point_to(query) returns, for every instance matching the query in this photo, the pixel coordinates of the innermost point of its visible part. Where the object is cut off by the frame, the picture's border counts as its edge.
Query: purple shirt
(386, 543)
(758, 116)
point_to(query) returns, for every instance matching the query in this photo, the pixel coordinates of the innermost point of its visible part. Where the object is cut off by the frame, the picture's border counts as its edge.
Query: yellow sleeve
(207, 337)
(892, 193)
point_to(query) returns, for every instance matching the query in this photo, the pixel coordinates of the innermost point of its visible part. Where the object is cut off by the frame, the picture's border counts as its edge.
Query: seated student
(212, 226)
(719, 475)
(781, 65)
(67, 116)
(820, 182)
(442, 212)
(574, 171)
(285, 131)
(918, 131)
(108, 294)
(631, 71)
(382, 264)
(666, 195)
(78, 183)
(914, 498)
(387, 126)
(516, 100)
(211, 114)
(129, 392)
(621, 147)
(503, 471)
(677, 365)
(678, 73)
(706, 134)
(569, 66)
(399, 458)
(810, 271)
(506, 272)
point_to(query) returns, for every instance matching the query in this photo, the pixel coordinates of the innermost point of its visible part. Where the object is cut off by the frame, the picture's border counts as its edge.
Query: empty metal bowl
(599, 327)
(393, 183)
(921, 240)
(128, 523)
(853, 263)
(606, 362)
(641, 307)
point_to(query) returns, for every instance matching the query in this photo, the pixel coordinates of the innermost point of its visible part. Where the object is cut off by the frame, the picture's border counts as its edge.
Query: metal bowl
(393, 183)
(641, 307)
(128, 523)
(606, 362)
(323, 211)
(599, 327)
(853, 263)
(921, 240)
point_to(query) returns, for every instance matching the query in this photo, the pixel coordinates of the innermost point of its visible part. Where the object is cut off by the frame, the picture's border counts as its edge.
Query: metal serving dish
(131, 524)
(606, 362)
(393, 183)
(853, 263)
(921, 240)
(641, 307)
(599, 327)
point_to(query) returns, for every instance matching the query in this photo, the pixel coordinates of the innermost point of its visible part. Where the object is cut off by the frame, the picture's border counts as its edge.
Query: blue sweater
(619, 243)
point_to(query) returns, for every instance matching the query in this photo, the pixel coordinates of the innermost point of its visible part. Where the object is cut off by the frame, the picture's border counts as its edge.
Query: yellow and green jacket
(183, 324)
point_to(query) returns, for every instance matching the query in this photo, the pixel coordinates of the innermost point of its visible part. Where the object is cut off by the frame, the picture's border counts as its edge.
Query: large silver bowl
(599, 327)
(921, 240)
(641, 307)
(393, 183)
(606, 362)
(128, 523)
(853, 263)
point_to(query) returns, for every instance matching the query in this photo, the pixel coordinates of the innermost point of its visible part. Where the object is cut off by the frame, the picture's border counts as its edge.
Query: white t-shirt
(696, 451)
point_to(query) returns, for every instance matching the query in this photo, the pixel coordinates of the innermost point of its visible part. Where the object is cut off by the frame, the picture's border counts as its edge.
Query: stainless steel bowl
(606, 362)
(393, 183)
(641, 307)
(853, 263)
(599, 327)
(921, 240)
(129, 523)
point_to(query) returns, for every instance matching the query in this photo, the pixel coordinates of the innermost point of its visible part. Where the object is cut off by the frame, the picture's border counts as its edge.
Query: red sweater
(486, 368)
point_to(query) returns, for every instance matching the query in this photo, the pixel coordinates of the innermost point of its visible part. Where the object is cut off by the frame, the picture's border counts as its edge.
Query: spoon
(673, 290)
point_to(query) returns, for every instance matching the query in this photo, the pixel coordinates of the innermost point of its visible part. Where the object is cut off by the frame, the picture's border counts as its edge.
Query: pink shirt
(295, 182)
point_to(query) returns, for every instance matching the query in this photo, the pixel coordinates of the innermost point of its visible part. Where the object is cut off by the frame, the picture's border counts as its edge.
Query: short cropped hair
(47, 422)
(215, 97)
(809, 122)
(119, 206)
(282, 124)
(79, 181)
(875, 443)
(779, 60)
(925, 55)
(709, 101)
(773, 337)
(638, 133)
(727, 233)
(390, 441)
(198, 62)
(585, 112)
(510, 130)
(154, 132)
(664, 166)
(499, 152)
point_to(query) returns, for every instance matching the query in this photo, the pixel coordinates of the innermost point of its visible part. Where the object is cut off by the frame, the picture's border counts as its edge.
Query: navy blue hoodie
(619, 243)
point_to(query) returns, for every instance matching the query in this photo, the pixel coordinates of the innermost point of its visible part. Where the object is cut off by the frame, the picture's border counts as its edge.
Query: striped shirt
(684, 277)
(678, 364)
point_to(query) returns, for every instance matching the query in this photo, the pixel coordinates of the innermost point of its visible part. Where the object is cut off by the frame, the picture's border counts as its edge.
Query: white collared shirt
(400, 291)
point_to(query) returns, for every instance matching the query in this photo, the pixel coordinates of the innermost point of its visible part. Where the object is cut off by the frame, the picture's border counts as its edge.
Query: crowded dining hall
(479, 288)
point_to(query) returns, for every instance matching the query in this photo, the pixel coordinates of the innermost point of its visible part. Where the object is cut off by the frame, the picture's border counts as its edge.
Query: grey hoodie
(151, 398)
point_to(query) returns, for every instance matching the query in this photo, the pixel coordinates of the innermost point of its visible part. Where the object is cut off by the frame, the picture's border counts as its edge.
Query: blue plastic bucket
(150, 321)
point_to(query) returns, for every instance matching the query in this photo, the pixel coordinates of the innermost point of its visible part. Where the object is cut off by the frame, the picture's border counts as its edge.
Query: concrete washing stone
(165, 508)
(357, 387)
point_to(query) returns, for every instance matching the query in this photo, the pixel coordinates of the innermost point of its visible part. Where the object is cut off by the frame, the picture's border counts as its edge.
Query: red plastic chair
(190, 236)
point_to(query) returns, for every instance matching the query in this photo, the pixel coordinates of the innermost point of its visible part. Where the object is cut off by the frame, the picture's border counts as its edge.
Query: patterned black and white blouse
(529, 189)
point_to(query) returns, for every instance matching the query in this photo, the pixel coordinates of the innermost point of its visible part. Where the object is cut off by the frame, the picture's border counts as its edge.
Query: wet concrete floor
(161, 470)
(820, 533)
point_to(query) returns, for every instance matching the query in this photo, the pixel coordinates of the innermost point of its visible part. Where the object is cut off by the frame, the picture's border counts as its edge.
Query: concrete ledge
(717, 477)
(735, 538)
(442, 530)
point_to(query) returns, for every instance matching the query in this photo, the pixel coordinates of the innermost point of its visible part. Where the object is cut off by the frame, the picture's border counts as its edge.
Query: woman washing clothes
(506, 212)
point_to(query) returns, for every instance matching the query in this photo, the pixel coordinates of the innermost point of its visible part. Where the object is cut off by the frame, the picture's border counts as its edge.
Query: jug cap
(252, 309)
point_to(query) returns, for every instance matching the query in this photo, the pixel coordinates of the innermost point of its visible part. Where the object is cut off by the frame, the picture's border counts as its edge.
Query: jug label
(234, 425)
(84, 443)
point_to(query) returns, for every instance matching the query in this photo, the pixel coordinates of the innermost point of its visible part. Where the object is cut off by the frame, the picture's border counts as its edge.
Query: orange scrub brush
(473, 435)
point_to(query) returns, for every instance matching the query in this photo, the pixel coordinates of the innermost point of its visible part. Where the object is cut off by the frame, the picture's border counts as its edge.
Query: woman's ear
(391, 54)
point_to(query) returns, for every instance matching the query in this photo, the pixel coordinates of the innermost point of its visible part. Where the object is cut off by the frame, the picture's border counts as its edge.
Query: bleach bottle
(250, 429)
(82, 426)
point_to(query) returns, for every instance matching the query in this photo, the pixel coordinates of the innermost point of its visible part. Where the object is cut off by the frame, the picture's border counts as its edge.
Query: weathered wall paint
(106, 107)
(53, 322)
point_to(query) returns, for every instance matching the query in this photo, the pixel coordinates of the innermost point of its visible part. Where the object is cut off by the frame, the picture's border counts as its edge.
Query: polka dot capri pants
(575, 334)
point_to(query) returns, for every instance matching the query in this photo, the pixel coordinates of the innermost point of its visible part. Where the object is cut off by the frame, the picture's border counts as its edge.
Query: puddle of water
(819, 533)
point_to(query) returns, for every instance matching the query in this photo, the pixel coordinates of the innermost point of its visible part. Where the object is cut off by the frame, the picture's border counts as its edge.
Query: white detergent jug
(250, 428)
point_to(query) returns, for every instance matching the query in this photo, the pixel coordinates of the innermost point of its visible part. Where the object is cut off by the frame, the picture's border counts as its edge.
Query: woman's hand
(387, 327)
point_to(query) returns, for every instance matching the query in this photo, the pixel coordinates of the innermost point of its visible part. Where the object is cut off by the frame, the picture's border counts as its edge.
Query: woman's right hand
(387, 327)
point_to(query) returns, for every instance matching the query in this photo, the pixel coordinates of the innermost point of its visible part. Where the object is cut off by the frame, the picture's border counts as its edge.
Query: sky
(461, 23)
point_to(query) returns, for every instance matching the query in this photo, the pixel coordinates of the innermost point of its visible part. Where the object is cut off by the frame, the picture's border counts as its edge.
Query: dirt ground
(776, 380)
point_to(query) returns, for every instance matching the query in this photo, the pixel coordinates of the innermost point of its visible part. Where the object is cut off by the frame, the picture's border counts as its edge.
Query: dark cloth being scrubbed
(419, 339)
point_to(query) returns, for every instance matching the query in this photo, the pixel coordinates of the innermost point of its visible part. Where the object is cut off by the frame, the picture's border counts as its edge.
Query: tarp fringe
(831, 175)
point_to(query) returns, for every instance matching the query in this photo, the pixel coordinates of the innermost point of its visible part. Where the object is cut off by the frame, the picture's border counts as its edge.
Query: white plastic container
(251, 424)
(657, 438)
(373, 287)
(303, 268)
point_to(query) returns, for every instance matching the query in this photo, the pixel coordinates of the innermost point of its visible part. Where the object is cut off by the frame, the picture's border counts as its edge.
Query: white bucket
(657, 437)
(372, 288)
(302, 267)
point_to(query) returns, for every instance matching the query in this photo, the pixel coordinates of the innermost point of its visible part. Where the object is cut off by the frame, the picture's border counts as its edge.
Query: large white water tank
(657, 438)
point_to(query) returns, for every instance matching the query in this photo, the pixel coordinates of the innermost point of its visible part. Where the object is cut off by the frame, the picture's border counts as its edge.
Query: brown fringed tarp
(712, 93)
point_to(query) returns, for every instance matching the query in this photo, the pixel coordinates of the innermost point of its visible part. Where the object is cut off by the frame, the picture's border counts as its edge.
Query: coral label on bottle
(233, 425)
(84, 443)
-*-*-
Pick out and copy every line above that contains the word "blue". Upper and lower case must match.

> _EXPECTED ANSWER_
Query: blue sweater
Query: navy blue hoodie
Query: blue plastic bucket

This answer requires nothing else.